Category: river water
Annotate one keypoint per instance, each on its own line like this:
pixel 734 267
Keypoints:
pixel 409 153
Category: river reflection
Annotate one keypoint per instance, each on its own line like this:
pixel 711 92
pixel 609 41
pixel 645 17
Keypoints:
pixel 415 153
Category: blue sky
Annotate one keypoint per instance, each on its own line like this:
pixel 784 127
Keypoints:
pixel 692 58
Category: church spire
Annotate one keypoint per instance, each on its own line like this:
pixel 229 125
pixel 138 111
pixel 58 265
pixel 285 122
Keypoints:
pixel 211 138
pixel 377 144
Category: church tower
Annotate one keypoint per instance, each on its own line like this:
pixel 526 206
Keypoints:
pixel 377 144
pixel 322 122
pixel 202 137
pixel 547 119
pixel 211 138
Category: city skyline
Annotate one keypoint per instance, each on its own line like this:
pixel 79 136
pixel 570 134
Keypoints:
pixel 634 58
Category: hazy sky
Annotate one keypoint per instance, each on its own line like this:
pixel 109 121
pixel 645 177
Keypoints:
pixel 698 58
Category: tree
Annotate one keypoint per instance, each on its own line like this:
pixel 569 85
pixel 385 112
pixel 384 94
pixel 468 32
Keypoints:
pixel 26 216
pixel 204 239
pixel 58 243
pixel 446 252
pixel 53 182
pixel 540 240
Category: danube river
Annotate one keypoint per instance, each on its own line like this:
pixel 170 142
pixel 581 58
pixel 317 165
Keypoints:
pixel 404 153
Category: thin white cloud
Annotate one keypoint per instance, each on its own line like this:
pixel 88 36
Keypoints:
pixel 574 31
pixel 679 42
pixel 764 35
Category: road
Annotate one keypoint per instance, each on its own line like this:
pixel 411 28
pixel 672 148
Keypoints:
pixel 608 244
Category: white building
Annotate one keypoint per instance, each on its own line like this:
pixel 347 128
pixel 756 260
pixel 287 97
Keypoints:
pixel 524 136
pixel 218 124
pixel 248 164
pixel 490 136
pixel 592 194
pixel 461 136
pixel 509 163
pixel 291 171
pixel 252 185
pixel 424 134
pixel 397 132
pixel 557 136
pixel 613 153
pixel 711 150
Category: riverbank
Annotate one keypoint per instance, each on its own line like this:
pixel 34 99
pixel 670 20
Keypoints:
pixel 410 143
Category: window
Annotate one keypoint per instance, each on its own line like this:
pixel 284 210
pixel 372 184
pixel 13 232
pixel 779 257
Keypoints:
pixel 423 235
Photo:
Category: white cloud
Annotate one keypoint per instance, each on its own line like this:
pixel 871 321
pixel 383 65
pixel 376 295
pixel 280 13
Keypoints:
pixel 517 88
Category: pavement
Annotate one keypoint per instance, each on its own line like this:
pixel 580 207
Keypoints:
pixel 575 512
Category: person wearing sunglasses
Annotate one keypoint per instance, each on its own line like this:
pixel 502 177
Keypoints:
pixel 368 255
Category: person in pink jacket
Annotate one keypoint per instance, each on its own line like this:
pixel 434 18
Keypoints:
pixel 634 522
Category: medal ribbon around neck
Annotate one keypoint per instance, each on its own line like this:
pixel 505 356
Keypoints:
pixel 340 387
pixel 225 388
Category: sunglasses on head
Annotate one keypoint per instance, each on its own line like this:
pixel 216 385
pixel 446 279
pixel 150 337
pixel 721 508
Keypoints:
________________________________________
* _EXERCISE REQUIREMENTS_
Nothing but the lines from the top of the records down to the line with "Category: hazy sky" belongs in the answer; repeat them exactly.

* _WRITTEN REPLY_
Category: river water
Annotate one keypoint per instance, each on its own line like this:
pixel 734 267
Keypoints:
pixel 409 153
Category: river reflection
Annotate one keypoint per instance, each on its own line like this:
pixel 711 92
pixel 609 41
pixel 645 17
Keypoints:
pixel 415 153
Category: blue sky
Annotate one keypoint per instance, each on its own line like this:
pixel 784 127
Keypoints:
pixel 692 58
Category: church spire
Annotate one keypoint per instance, each on its own line like this:
pixel 229 125
pixel 138 111
pixel 58 265
pixel 285 122
Keypoints:
pixel 211 138
pixel 377 144
Category: church tower
Annotate one keypoint per instance, each on its own line like this:
pixel 526 206
Keypoints:
pixel 377 144
pixel 322 122
pixel 202 137
pixel 547 119
pixel 211 138
Category: city skyline
Annotate one keypoint per instance, each on its own line like this:
pixel 79 136
pixel 570 134
Keypoints:
pixel 634 58
Category: hazy sky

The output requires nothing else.